▶ Directions for this task:
Down to the last character, repeat the data that follows.

▶ Material shown:
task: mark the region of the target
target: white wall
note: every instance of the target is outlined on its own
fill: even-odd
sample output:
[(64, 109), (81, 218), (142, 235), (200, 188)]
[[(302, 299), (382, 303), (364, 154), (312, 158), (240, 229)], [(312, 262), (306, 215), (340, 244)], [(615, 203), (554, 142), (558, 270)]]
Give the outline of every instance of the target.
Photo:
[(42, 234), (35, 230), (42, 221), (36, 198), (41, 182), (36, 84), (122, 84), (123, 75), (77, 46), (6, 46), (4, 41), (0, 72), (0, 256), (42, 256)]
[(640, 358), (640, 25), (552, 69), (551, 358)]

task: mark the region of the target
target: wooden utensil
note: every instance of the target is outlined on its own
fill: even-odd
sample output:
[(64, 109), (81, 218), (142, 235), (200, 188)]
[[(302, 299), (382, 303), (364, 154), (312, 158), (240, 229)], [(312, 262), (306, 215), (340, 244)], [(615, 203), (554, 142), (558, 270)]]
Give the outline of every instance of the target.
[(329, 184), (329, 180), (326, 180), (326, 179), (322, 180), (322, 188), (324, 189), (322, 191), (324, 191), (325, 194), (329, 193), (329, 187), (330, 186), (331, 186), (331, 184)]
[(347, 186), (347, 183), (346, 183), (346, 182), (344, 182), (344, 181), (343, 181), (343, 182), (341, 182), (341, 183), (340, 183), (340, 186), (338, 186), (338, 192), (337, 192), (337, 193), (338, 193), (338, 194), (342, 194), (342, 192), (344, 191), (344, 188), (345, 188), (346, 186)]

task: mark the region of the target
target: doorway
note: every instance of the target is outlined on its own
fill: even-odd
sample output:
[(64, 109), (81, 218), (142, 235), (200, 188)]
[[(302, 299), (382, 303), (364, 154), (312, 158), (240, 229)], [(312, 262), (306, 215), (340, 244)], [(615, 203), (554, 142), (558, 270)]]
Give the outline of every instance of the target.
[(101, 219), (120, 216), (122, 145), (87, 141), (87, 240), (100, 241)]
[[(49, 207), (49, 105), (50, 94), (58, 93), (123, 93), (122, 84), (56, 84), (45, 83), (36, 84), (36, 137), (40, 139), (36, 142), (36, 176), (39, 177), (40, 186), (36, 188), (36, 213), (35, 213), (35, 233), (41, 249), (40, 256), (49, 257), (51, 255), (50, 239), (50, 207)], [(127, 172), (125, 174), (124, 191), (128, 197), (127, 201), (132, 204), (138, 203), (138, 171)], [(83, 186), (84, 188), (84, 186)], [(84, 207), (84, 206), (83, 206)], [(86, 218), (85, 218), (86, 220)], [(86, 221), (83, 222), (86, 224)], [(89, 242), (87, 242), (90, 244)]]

▶ Task output:
task: mark the region of the target
target: white wall
note: every instance of the target is outlined on its own
fill: even-odd
sample output:
[(64, 109), (81, 218), (142, 235), (200, 188)]
[[(302, 299), (382, 303), (364, 154), (312, 158), (240, 229)], [(312, 262), (306, 215), (340, 244)], [(615, 203), (554, 142), (558, 270)]]
Give the outline of every instance of the target.
Photo:
[(42, 234), (35, 230), (42, 221), (36, 198), (41, 182), (36, 84), (122, 84), (123, 75), (77, 46), (6, 46), (4, 41), (0, 72), (0, 256), (42, 256)]
[(640, 358), (640, 25), (552, 69), (551, 358)]

task: mark the region of the target
target: wooden utensil
note: every instance of the target is outlined on its own
fill: even-odd
sample output:
[(64, 109), (81, 218), (142, 235), (200, 188)]
[[(302, 299), (382, 303), (364, 154), (312, 158), (240, 229)], [(312, 262), (306, 215), (340, 244)], [(615, 203), (554, 142), (558, 270)]]
Give the outline of every instance of the target.
[(329, 184), (329, 180), (326, 180), (326, 179), (322, 180), (322, 188), (324, 189), (322, 191), (324, 191), (325, 194), (329, 193), (329, 187), (330, 186), (331, 186), (331, 184)]
[(347, 186), (347, 183), (346, 183), (346, 182), (344, 182), (344, 181), (343, 181), (343, 182), (341, 182), (341, 183), (340, 183), (340, 186), (338, 186), (338, 192), (337, 192), (337, 193), (338, 193), (338, 194), (342, 194), (342, 192), (344, 191), (344, 188), (345, 188), (346, 186)]

task: mark the region of the target
target: doorway
note: every instance of the target is outlined on its own
fill: even-odd
sample output:
[(64, 109), (81, 218), (142, 235), (200, 188)]
[[(302, 299), (382, 303), (364, 154), (312, 158), (240, 229)], [(312, 262), (306, 215), (340, 244)], [(615, 203), (554, 142), (558, 270)]]
Give the outline of every instance of the target.
[(101, 219), (120, 216), (122, 145), (87, 141), (87, 240), (100, 241)]
[[(49, 207), (49, 105), (50, 94), (58, 93), (123, 93), (122, 84), (56, 84), (45, 83), (36, 84), (36, 137), (40, 139), (36, 142), (36, 176), (39, 177), (40, 186), (36, 188), (36, 213), (35, 213), (35, 233), (41, 249), (40, 256), (49, 257), (51, 255), (50, 239), (50, 207)], [(127, 172), (125, 174), (124, 191), (128, 197), (127, 201), (132, 204), (138, 203), (138, 171)], [(83, 186), (84, 188), (84, 186)], [(84, 207), (84, 206), (83, 206)], [(86, 218), (85, 218), (86, 220)], [(86, 221), (83, 222), (86, 224)], [(89, 242), (87, 242), (90, 244)]]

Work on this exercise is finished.